PROBLEM TO WORK ON: Only one portion of the data is to be written out: from the line bearing "For each instance of the row" through the line bearing "For each instance of the church tower, place". Write it exactly as it appears.

..............................

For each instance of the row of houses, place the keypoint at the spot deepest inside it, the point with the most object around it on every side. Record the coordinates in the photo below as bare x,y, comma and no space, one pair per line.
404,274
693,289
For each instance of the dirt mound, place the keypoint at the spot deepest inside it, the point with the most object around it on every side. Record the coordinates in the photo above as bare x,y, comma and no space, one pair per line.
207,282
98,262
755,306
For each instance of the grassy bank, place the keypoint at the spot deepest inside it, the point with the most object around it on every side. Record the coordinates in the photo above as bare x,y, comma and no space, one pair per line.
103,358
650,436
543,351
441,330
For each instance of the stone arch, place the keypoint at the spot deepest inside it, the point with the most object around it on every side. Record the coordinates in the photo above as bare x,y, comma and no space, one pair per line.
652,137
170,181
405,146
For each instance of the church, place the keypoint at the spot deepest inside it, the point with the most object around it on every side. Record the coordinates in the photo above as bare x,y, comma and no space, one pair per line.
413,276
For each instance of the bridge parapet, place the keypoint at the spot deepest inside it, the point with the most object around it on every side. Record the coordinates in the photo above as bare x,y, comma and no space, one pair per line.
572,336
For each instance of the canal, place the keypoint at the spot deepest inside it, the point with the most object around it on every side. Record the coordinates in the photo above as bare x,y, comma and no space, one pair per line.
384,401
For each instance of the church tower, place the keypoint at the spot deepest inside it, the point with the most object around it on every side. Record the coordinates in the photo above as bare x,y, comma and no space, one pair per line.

..............................

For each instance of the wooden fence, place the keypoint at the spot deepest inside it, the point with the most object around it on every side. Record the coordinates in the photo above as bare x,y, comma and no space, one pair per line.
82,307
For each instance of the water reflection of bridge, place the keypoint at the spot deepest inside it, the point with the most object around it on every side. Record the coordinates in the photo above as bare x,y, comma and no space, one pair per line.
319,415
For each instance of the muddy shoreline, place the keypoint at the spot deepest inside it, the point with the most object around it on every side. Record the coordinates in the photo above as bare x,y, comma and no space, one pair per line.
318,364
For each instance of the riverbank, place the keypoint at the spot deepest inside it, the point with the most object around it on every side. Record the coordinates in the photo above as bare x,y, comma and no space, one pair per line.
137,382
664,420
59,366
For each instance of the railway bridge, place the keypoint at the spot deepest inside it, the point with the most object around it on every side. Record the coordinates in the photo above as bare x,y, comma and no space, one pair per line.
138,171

..............................

RESULT BELOW:
For each instance of the row of houses, place the keypoint at the spot deepest inside it, the point with the most object around it on every side. Record the coordinates in the photo below as bare x,y, comma and no space, one pair per line.
404,274
693,289
For each instance of the dirt mound, place the keypoint at the spot deepest inside it, the point with the most object around it on every side. Record the coordinates in the photo above as bare x,y, comma and no space, one pair per line.
207,282
98,262
755,306
For each instance of the grassy bank, place the keypoint at the spot deepest inside it, the point with the most object around it on every side. Record the coordinates in the photo above as bare x,y, comma and no space, one pair per line.
103,358
650,436
543,351
441,330
For each instance of the stone arch, place the keypoint at the spot deepest inside it, the point with the most object around it on every side. Record the coordinates in the photo above as bare x,y, comma and no space, one pair per line.
652,137
170,181
405,146
For each instance of the church, place the keypoint at the spot deepest inside it, the point with the most object around it on every side. Record the coordinates in the photo above as bare x,y, comma and no space, one pair per line.
413,276
For each instance of the bridge parapet, place the keypoint at the spot deepest inside it, the point with the most object around it on every side. Record the coordinates in the photo above as bare x,y, comma and no space, one pair per line.
572,336
For each instance of the canal, place the keypoint at the spot deepest inside it, the point with the most object around it on every side. Record the coordinates in the photo above as bare x,y, comma and no space, one pair per line.
384,401
For each instance of the church tower, place the keypoint at the spot deepest inside it, the point with the most object around it on every side. Record the coordinates in the photo above as bare x,y, comma and no space, one pair per line.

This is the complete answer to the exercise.